◆ **TASK TO COMPLETE**
Given the listing that follows, report all lines in which the string "stone" occurs.

◆ **PROVIDED MATERIAL**
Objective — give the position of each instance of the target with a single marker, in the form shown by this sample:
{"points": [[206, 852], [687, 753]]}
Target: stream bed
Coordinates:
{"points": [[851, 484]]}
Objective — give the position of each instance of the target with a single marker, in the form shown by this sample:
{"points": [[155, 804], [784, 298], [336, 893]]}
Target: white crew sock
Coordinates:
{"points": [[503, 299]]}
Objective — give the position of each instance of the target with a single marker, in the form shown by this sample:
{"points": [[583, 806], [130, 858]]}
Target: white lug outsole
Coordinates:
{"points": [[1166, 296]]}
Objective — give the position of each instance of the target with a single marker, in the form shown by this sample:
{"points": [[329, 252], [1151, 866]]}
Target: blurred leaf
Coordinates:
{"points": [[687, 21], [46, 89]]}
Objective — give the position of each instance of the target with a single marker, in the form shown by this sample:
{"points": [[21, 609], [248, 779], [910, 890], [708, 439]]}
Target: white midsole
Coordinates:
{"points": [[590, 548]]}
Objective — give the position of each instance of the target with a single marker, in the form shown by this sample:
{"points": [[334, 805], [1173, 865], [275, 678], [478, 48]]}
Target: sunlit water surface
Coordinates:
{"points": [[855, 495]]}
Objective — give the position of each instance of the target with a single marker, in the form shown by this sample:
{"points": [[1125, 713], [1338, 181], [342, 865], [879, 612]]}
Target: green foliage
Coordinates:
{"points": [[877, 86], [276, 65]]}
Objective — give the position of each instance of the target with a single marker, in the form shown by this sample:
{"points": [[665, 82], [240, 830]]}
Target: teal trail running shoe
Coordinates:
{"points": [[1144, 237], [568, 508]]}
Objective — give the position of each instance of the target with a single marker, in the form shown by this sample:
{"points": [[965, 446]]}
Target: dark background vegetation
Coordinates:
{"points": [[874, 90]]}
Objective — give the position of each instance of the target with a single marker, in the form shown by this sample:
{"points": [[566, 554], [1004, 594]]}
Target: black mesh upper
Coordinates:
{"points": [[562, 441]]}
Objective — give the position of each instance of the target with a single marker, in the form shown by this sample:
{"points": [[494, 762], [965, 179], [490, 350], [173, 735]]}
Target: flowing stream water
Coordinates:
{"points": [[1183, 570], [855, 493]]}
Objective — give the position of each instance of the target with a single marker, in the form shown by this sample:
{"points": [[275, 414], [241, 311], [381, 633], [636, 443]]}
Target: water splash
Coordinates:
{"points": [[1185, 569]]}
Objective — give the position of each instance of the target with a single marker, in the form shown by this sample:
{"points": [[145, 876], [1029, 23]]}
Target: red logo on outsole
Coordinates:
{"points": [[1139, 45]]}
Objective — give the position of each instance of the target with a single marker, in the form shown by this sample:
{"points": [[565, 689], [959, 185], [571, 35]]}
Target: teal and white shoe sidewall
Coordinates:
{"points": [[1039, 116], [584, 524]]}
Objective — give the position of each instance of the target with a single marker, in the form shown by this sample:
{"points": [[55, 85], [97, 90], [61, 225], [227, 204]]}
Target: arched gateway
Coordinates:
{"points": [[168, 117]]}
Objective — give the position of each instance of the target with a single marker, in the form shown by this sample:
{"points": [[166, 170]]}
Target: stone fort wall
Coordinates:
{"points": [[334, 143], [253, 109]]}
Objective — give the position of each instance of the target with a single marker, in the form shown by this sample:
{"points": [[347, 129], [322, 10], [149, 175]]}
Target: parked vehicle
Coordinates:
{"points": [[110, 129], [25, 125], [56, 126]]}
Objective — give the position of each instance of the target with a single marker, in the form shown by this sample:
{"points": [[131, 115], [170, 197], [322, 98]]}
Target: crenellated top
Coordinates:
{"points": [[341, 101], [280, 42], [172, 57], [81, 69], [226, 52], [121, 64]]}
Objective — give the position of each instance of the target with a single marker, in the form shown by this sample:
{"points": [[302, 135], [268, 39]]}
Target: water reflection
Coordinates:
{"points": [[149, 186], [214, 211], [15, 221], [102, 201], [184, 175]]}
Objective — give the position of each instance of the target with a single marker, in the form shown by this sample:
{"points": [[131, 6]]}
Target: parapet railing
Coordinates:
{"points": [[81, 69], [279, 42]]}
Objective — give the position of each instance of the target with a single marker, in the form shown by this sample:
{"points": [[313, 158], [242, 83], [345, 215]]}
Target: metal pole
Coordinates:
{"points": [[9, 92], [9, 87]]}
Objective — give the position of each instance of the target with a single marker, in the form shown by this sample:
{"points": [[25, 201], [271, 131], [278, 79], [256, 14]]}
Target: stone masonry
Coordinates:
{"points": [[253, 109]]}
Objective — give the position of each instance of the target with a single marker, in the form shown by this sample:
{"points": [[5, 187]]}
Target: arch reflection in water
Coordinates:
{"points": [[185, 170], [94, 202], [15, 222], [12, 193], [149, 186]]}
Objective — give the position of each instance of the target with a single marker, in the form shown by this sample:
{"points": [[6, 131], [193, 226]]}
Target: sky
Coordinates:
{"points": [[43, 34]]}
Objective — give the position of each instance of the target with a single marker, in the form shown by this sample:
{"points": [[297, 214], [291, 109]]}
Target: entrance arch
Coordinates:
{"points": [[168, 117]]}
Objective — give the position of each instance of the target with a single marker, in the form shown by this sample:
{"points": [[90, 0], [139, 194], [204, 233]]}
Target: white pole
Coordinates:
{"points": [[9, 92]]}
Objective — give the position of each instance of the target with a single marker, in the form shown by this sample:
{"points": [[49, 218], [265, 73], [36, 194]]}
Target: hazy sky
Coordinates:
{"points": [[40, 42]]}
==
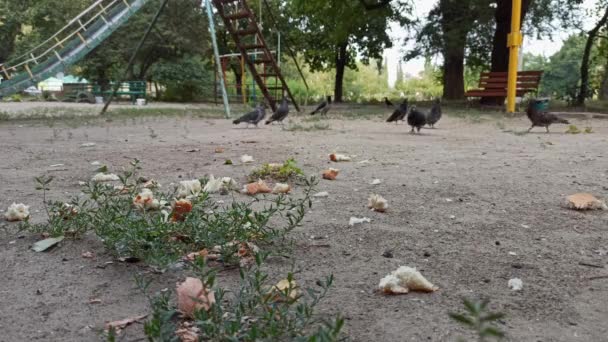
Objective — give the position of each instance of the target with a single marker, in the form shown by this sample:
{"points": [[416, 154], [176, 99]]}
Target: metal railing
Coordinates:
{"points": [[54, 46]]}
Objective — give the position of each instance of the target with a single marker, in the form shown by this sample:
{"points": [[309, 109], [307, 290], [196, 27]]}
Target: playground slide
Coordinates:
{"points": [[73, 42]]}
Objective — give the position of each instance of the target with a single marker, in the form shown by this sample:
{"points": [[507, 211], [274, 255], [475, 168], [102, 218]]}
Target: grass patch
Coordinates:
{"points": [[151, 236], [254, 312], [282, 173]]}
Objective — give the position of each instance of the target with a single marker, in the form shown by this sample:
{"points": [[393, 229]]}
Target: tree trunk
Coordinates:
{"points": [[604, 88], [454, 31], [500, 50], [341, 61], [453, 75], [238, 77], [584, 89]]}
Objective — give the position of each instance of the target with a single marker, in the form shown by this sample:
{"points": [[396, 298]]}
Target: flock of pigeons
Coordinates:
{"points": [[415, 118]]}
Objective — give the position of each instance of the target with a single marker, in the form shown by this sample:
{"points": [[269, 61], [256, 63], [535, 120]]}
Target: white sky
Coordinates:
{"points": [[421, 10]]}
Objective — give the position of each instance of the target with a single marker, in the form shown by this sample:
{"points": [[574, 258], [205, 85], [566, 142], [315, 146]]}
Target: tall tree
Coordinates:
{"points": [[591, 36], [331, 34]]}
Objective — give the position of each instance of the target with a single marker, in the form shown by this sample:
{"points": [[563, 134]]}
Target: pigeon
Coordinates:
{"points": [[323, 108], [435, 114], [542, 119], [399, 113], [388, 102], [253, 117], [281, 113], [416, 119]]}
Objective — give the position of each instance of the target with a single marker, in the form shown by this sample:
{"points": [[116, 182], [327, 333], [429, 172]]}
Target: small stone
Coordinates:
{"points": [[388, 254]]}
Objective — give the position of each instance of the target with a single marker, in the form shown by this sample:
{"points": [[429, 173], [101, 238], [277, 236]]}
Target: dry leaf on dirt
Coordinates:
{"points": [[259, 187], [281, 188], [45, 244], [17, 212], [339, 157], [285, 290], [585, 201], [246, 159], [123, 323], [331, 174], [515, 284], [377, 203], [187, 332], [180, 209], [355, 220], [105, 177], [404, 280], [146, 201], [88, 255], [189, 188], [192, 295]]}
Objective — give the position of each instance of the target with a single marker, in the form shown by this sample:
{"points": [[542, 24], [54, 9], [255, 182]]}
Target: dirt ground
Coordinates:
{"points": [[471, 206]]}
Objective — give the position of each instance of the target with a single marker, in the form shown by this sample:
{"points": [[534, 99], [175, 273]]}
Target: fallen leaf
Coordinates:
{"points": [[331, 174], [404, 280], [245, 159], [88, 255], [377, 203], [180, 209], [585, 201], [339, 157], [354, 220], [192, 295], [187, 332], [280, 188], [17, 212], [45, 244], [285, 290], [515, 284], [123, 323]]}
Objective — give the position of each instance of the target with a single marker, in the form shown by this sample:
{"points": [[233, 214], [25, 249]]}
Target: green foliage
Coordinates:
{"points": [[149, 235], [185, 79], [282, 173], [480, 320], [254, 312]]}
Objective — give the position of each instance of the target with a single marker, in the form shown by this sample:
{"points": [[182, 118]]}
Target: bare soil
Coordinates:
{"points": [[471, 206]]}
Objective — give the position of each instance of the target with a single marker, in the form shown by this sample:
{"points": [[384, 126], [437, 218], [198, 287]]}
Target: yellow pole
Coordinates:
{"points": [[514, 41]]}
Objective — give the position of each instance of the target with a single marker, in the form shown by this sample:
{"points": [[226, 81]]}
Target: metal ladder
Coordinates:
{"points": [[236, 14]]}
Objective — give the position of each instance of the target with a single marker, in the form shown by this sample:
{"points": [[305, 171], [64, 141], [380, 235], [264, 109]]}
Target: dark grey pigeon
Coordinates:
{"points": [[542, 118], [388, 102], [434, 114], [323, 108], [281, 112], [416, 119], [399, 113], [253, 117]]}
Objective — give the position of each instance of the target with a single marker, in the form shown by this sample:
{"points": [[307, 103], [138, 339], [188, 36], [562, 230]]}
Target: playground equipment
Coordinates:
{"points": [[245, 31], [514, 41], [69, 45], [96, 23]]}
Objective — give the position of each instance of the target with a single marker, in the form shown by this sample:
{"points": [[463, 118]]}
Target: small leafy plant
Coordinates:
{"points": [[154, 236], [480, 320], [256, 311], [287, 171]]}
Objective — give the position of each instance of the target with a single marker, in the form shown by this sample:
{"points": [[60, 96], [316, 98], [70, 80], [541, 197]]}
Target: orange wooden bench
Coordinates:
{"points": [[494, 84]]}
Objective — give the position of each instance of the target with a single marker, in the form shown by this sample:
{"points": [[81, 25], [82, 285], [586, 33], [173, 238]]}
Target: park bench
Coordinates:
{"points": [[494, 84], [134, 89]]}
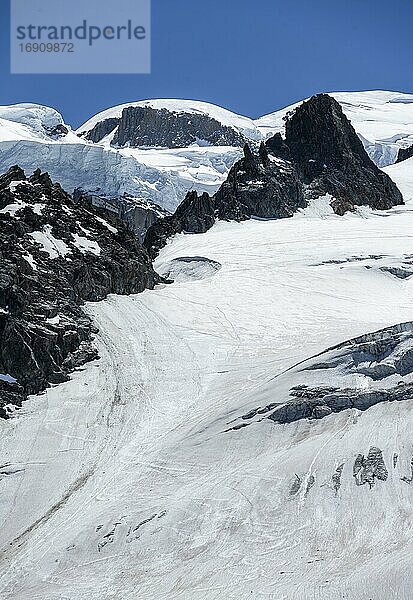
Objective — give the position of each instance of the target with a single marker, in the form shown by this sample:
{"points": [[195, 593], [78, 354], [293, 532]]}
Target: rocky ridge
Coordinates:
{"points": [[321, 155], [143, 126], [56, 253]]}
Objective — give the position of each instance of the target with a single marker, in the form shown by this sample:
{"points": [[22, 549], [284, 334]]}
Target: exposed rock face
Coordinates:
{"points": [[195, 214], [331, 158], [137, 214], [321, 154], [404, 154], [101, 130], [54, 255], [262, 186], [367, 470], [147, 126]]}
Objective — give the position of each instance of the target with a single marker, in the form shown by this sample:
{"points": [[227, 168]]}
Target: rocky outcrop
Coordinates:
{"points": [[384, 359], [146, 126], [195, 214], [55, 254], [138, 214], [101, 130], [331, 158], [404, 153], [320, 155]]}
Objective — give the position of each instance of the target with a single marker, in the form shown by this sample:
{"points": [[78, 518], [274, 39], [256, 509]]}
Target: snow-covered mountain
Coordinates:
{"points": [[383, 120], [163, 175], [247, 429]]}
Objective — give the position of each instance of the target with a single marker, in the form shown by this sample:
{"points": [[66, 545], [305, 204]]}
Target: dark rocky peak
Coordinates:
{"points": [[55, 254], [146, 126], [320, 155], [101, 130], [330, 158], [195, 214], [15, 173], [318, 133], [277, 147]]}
...
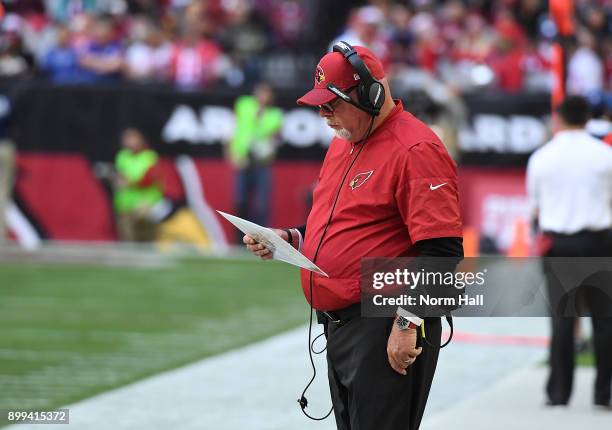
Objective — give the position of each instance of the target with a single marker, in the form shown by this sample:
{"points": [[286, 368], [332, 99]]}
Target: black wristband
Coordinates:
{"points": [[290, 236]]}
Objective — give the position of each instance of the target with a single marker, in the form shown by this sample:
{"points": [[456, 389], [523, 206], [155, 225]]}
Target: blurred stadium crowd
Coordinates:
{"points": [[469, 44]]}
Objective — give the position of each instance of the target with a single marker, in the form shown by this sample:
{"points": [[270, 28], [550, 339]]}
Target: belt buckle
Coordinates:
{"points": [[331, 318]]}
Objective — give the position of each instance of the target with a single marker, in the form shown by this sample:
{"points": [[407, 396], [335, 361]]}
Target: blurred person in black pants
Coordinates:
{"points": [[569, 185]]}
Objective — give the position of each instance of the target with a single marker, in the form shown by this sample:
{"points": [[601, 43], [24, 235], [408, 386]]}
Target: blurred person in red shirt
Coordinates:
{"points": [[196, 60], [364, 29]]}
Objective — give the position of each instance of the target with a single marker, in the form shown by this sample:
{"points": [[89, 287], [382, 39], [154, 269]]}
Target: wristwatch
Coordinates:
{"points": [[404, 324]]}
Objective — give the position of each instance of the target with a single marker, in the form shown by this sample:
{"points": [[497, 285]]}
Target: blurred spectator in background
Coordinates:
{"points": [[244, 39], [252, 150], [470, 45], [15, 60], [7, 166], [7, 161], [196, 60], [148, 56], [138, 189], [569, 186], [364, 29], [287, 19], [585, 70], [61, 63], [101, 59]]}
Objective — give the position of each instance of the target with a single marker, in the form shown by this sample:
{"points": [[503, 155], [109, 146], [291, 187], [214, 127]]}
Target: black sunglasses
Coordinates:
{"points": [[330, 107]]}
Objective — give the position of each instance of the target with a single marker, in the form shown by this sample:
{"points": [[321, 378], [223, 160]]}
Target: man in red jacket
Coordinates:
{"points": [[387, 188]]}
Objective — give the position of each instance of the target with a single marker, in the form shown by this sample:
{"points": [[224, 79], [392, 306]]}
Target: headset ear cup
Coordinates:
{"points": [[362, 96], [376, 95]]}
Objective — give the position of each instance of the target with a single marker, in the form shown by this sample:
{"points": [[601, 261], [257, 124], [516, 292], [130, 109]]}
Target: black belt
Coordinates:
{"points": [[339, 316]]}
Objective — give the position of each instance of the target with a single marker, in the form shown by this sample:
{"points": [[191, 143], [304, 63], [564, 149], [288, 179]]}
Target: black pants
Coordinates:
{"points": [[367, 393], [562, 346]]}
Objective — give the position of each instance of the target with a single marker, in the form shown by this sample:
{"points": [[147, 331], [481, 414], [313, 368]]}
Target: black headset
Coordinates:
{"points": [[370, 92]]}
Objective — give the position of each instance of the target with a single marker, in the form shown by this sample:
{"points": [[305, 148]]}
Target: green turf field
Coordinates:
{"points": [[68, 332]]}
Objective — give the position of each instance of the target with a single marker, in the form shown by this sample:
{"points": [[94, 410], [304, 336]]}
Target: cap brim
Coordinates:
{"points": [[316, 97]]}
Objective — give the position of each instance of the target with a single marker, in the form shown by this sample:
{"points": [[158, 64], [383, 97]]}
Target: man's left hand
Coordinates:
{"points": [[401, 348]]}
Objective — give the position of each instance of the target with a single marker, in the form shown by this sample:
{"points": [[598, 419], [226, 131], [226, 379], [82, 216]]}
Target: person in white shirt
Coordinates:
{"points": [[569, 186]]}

◆ **WRITTEN ANSWER**
Target: stone fort wall
Target: stone masonry
Target: small stone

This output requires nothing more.